■ **Tasks for this exercise**:
A. From the text on Maltese traditions, answer:
(i) On which evening is the main procession of the patron saint held?
(ii) How many syllables does each verse of a typical Maltese quatrain mostly have?
(iii) Where was 'The Sleeping Lady' found?
B. Edit everything from "Maltese singing accompanied" down to "known as ghanja fil-gholi." in the text on Maltese traditions, putting "mandolin players" in place of "guitarists".

** start of Supplied text **

Maltese Lace is a traditional craft hand made by women. Visitors can watch women sitting at their doorsteps nimbly plying the flying bobbins to turn out a pattern.



Maltese singing accompanied by guitarists has been with the Maltese nation for centuries and has always been regarded as the music of the working class. A typical Maltese quatrain is a four-line poem or stanza with each verse consisting mostly of eight syllables. The verses are half-oriented airs, something between a Sicilian ballad and the rhythmic wail of an Arabic tune. The three main types are known as spirtu pront , which is an extemporized form, long elaborate narratives known as fatt and songs in high register known as ghanja fil-gholi.



Every village in Malta celebrates the local patron saint with a major festa that lasts for a week. The churches are beautifully decorated and lit up, whilst many of the village houses and roads are festooned with garlands, banners and flags. Brass bands march and play in competition all week long, while kiosks sell ice-cream, hot dogs, burgers, kebabs, chips and peanut or almond nougat.

On Saturday nights most of the villages display a spectacular show of fireworks produced by local supporters. There is a rivalry amongst Maltese villages to have the most spectacular feast, so each town strives to have the most extravagant fireworks and the most accomplished musicians. Festival organizers collect significant funds so they can add to their accumulation of statues, flags and banners.


The festa week also features many religious services with the main procession of the patron saint being held on Sunday evenings. This lively procession has rich music, incense, confetti thrown by bystanders and flowers. On returning to the church the statue is welcomed with clapping, crying and singing. Inside the church the adoration of the Blessed Sacrament follows which ends the week of festivity.



Maltese pottery is one of the most ancient forms of Maltese crafts. Many remains unearthed from the Megalithic period are works of art in their own right, the most precious of all being ‘The Sleeping Lady’ found at the Hypogeum.

** end of Supplied text **
** start of Material shown **

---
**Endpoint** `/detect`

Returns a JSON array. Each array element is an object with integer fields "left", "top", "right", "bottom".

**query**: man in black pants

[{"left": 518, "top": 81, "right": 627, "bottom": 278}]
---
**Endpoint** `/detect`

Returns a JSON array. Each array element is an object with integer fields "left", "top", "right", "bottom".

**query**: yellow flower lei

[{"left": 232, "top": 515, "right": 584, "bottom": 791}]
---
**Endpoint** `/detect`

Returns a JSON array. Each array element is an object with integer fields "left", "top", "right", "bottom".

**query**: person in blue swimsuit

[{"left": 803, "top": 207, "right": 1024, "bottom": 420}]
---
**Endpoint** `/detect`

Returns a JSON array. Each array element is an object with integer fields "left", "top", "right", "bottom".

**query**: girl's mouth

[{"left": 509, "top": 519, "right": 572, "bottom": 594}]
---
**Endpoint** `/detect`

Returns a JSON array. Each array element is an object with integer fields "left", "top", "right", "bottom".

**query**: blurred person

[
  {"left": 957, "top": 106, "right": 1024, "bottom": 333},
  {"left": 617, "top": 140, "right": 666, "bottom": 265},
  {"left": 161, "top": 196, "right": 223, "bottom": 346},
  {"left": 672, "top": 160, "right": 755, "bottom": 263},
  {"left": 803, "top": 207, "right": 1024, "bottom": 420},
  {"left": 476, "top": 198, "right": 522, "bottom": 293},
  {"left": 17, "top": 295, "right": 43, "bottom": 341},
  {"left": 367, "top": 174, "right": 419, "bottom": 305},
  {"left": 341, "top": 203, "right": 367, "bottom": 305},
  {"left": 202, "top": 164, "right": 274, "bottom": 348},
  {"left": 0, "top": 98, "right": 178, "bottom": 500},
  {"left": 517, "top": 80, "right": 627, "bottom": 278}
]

** end of Material shown **

■ **Answers by task**:
A.
(i) Sunday evening
(ii) Eight
(iii) At the Hypogeum

B.
Maltese singing accompanied by mandolin players has been with the Maltese nation for centuries and has always been regarded as the music of the working class. A typical Maltese quatrain is a four-line poem or stanza with each verse consisting mostly of eight syllables. The verses are half-oriented airs, something between a Sicilian ballad and the rhythmic wail of an Arabic tune. The three main types are known as spirtu pront , which is an extemporized form, long elaborate narratives known as fatt and songs in high register known as ghanja fil-gholi.